* Selected extract:
These are the tax policies that discriminate against
stay-at-home parents or discriminate based on family type.
These are welfare programs that provide disincentives for
people to find work and that encourage and sustain illegitimacy.
These are policies that fail to punish crime, especially youth
crime, adequately and a massive debt that has led to structural
unemployment in our economy.
What do we propose as the solution? We believe government
must get out of the day care business. We believe in a tax policy
that does not discriminate based on the type of family one has.
We believe in a non-intrusive system of social programs that
helps the truly needy. We believe in a tax policy that continues to
recognize the costs associated with raising children. We believe
in spending cuts in all areas to deal with the debt and the deficit.
We believe long term tax relief must be achieved so that families
may have more freedom to make their own choices.
Reformers are interested in promoting healthy Canadian
families and in helping the truly needy. We do not believe more
social programs are the solution to society's problems. We do
believe in the promotion of the family as the best possible
solution to the majority of Canada's social dysfunction.
6368
Ms. Maria Minna (Beaches-Woodbine): Mr. Speaker, it
is a pleasure for me tonight to speak on this issue, although a
sad one at the same time.
Child poverty in Canada is a clear indication of the failure of
social programs in a society. I believe very strongly that this is
something that we must as a nation take in hand, and take in hand
very quickly.
Poor children are not poor by themselves. They are poor
because their parents are poor. Child poverty does not make for a
healthy future in our society. Our human deficit will be the
future deficit of this country. I believe that firmly.
We talk about the need for a better educated, skilled labour
force all the time in the House. We talk about the deficiency of
skills in the workforce. We talk about the need to train and
educate. We discuss youth crime and retribution. We talk about
how we must punish these young people and put them in jail and
throw away the key sometimes. We talk about harsh punishment
for young children.

* Data extract:

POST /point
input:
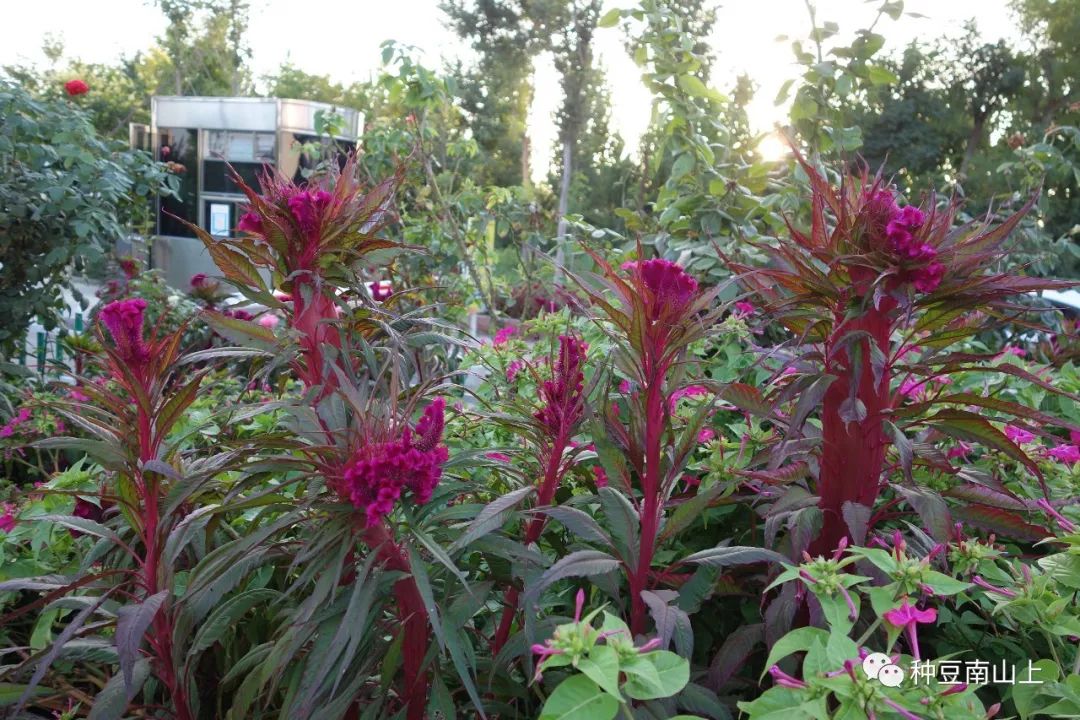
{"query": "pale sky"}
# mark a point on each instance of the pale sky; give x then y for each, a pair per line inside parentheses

* Tasks and exercises:
1. From the debate excerpt, write out the passage starting with "These are the" and going on through "family one has.".
2. Translate this sentence from the debate excerpt into French: "We do not believe more social programs are the solution to society's problems."

* Results for the exercise:
1.
These are the tax policies that discriminate against
stay-at-home parents or discriminate based on family type.
These are welfare programs that provide disincentives for
people to find work and that encourage and sustain illegitimacy.
These are policies that fail to punish crime, especially youth
crime, adequately and a massive debt that has led to structural
unemployment in our economy.
What do we propose as the solution? We believe government
must get out of the day care business. We believe in a tax policy
that does not discriminate based on the type of family one has.

2. Nous ne croyons pas que davantage de programmes sociaux soient la solution aux problèmes de la société.